(Stored data entries)
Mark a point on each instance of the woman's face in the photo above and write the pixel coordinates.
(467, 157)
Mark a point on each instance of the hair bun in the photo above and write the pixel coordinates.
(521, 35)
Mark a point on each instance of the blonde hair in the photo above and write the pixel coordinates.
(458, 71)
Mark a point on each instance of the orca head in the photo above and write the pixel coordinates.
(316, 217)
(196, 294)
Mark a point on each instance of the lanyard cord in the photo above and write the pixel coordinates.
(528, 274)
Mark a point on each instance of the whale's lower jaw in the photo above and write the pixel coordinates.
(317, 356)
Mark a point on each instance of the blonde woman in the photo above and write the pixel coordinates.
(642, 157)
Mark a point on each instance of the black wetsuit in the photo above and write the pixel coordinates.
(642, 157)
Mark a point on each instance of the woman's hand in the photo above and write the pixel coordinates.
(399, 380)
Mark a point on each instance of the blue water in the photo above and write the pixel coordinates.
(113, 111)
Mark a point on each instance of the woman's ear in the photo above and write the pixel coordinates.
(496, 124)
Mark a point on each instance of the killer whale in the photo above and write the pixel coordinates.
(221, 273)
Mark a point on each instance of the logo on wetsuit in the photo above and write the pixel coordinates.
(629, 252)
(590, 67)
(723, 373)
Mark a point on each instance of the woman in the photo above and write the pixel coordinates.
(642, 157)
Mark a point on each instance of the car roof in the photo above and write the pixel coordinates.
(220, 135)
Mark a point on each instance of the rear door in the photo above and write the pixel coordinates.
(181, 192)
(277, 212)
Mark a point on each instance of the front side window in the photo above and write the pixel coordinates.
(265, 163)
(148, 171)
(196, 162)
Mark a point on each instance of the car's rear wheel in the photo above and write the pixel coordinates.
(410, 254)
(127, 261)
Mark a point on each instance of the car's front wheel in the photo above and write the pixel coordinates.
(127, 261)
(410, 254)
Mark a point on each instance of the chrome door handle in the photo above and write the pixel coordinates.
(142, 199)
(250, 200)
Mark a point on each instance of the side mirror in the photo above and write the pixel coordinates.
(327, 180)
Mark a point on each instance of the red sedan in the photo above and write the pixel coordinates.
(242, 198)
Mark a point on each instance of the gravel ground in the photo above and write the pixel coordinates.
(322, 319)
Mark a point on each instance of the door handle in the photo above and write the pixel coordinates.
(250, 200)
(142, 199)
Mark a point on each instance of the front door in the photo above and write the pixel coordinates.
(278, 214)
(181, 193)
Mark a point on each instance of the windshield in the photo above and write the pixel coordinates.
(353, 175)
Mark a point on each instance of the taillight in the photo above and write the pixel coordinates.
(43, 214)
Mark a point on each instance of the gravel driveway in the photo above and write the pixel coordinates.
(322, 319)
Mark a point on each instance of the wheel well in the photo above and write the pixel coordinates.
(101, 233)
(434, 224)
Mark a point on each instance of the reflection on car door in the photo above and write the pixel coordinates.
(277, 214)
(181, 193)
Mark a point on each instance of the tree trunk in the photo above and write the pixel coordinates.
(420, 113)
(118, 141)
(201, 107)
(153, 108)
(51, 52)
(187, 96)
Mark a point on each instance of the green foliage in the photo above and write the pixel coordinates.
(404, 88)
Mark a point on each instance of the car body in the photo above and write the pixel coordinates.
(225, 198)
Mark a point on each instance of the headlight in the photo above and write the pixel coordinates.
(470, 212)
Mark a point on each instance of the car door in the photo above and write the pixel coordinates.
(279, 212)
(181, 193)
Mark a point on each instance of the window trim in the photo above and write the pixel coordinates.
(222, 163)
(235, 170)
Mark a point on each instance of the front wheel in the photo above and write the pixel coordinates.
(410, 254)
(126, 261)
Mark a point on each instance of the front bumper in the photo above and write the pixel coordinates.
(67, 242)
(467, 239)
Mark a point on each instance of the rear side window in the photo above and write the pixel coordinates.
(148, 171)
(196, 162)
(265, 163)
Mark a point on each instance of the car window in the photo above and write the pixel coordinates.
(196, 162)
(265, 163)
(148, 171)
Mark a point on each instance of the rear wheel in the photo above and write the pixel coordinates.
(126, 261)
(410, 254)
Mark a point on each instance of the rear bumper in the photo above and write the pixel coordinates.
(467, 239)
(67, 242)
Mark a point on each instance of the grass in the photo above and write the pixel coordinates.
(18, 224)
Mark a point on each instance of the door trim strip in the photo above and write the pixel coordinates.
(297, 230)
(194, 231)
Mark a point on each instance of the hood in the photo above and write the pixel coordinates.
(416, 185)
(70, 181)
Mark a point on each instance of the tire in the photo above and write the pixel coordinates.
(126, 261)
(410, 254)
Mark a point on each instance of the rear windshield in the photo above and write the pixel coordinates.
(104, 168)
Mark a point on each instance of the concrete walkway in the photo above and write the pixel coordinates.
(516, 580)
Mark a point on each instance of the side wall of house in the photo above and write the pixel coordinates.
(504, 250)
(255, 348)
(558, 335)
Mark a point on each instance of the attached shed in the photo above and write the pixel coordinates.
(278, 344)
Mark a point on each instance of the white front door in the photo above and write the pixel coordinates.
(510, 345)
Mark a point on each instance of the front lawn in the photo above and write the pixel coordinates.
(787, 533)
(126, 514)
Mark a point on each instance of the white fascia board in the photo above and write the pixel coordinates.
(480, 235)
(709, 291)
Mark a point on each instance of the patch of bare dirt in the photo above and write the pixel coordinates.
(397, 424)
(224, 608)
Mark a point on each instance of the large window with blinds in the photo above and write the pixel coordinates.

WHAT TO PRODUCE
Retype the data exactly as it reads.

WRITTEN ANSWER
Mark a point on each instance of the woman's face in the photo above and write the pixel coordinates.
(467, 157)
Mark a point on each instance of the hair bun in the photo above and write the pixel coordinates.
(521, 35)
Mark a point on each instance of the blonde hair in the photo above and write the pixel coordinates.
(458, 71)
Mark a point on each instance of the orca head in the photo above and write the pixel coordinates.
(316, 217)
(196, 294)
Mark a point on each instance of the lanyard cord in the photo above and write the pixel coordinates.
(528, 274)
Mark a point on each instance of the whale's lower jaw in the photo above and write the pixel coordinates.
(317, 356)
Mark a point on each instance of the blonde woman in the photo above and write the pixel coordinates.
(642, 157)
Mark a point on each instance of the black wetsuit in the photo above and write the pixel coordinates.
(642, 157)
Mark a point on each instance of the woman's hand in the photo above and write the pixel coordinates.
(399, 380)
Mark a point on each instance of the blue water in the photo above and write the pixel coordinates.
(113, 111)
Mark a point on each instance of the woman's ear in the photo above and write the pixel coordinates.
(496, 124)
Mark a point on each instance of the killer whale in the photo above and write the pixel coordinates.
(221, 273)
Mark a point on each instance of the logo on wetsuit in the photo above and write the pixel coordinates.
(629, 252)
(590, 67)
(723, 373)
Mark a point on each instance of the woman in the photo above and write the pixel coordinates.
(642, 157)
Mark a point on each instance of the car roof in the photo above and write the pixel coordinates.
(220, 135)
Mark a point on each instance of the rear door in the photo above and write the pixel coordinates.
(181, 192)
(277, 212)
Mark a point on each instance of the front side window in the photo above and write the pixel coordinates.
(265, 163)
(148, 171)
(196, 162)
Mark a point on each instance of the car's rear wheel in the photo above and write the pixel coordinates.
(410, 254)
(127, 261)
Mark a point on each instance of the car's front wheel in the photo above and write the pixel coordinates.
(127, 261)
(410, 254)
Mark a point on each instance of the chrome door handle in the photo above and write the pixel coordinates.
(142, 199)
(250, 200)
Mark a point on each instance of the side mirror in the photo above and write the pixel coordinates.
(327, 180)
Mark a point on each instance of the red sedan in the photo above and write the pixel coordinates.
(242, 198)
Mark a point on each instance of the gravel ground in the photo above and write the pixel coordinates.
(322, 319)
Mark a point on each instance of the door handle in the photo above and write the pixel coordinates.
(250, 200)
(142, 199)
Mark a point on each instance of the front door in the photo above and write the pixel coordinates.
(278, 214)
(181, 193)
Mark a point on each instance of the windshield in the photo above and write the pixel coordinates.
(353, 175)
Mark a point on each instance of the taillight in the photo above and write the pixel coordinates.
(43, 214)
Mark a point on each instance of the gravel driveway in the photo above and write the pixel coordinates.
(322, 319)
Mark a point on each instance of the wheel well in the photo above and write the pixel coordinates.
(101, 233)
(434, 224)
Mark a point on each instance of the reflection on car door in the photo above and write the pixel coordinates.
(277, 214)
(181, 193)
Mark a point on each instance of the tree trunk in the photo above and write the pixel coordinates.
(420, 113)
(118, 141)
(201, 107)
(153, 108)
(51, 52)
(187, 96)
Mark a point on each instance of the green foliage in the photo above and write the pixel coordinates.
(404, 88)
Mark a point on each instance of the car body in the photo above and write the pixel coordinates.
(225, 198)
Mark a point on each instance of the headlight in the photo above and write the pixel coordinates.
(470, 212)
Mark a point on each instance of the car door in the photo above and write the pixel coordinates.
(279, 212)
(181, 193)
Mark a point on each instance of the window trim in the photo above and write the pixel coordinates.
(222, 163)
(235, 170)
Mark a point on each instance of the front wheel in the photo above and write the pixel coordinates.
(410, 254)
(126, 261)
Mark a point on each instance of the front bumper in the photo above and write the pixel coordinates.
(67, 242)
(467, 239)
Mark a point on each instance of the rear side window in the photo above and write the pixel coordinates.
(148, 171)
(196, 162)
(265, 163)
Mark a point on each instance of the car window in the photo above and write the pixel coordinates.
(196, 162)
(265, 163)
(148, 171)
Mark a point on each instance of the rear wheel in the photo above and write the pixel coordinates.
(126, 261)
(410, 254)
Mark a point on each instance of the rear bumper in the photo above and write the pixel coordinates.
(467, 239)
(67, 242)
Mark a point on each instance of the grass in the photo above and write the pixel coordinates.
(18, 224)
Mark a point on each instance of the door trim strip in the photo above and write the pixel coordinates.
(297, 230)
(194, 231)
Mark a point on each instance of the hood in the photo above and write the pixel coordinates.
(416, 185)
(70, 181)
Mark a point on each instance of the tire in the photo above and write the pixel coordinates.
(126, 261)
(410, 254)
Mark a point on each instance of the rear windshield in the photo above and write the pixel coordinates.
(104, 168)
Mark a point on each instance of the concrete walkway in the photo above and write the pixel coordinates.
(516, 580)
Mark a point on each instance of the side wall of house in the photo above and write the pixel coordinates.
(504, 250)
(255, 348)
(558, 335)
Mark a point on each instance of the attached shed in the photo above and write the pixel coordinates.
(278, 344)
Mark a point on each instance of the white front door in the photo above and write the pixel coordinates.
(510, 345)
Mark a point on each instance of the front lawn in the photo above and write the pixel coordinates.
(787, 533)
(126, 514)
Mark a point on each instance of the white fascia board in the photo above and write the pixel coordinates.
(480, 235)
(709, 291)
Mark a point on each instance of the patch of bare dirt in the photo above and write the pixel coordinates.
(397, 424)
(224, 608)
Mark a point on each instance of the large window with blinds in the photo above and write the pixel coordinates.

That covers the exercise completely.